> _Excerpt to read_:
Start of Block

Zinc may reduce the severity and length of a cold. Fifty subjects received either zinc lozenges (containing 13.3 mg of zinc acetate) or a placebo at the onset of a cold, according to research published in the Journal of Infectious Disease (2008 March 15;197(6):795-802). The group receiving the supplement had cold symptoms for less time than the placebo group; with the placebo group being symptomatic for over seven days and the supplement group having symptoms for only four days. The zinc supplementation also reduced serum biomarkers indicating inflammation from the cold.
Research appearing in the American Journal of Medicine (1999;106:138-143) looked at the effect Echinacea purpurea had on the common cold. The 109 subjects of the study were given either 4 ml of Echinacea extract or a placebo twice each day for eight weeks. Fewer of the group receiving the Echinacea had a cold or respiratory infection during the course of the study (65% in the Echinacea group vs 75% in the placebo group). The duration of the respiratory infections were less in the group receiving the herb, lasting 4.5 days, compared to 6.5 days for the placebo group.

End of Block

> _Activity_:
Rewrite the part of the passage on cold remedies that opens with the words "Zinc may reduce" and closes with "from the cold.", putting "dummy pill" wherever "placebo" appears. These lines come from a separate source.

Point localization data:
Start of Block

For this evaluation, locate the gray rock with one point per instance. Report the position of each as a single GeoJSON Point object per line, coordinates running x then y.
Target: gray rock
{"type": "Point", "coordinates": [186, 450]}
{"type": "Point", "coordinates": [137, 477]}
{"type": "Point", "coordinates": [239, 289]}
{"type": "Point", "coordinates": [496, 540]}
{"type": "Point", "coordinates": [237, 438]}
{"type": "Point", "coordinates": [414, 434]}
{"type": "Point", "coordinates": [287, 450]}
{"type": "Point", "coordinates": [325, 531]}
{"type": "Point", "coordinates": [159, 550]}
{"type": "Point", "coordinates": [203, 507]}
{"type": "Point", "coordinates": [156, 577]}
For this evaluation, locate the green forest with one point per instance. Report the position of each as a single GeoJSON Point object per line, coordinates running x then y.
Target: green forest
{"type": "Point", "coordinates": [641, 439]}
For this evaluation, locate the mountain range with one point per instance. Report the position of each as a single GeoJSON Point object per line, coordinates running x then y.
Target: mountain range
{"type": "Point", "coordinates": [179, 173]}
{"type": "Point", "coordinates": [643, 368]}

End of Block

> _Exercise output_:
Zinc may reduce the severity and length of a cold. Fifty subjects received either zinc lozenges (containing 13.3 mg of zinc acetate) or a dummy pill at the onset of a cold, according to research published in the Journal of Infectious Disease (2008 March 15;197(6):795-802). The group receiving the supplement had cold symptoms for less time than the dummy pill group; with the dummy pill group being symptomatic for over seven days and the supplement group having symptoms for only four days. The zinc supplementation also reduced serum biomarkers indicating inflammation from the cold.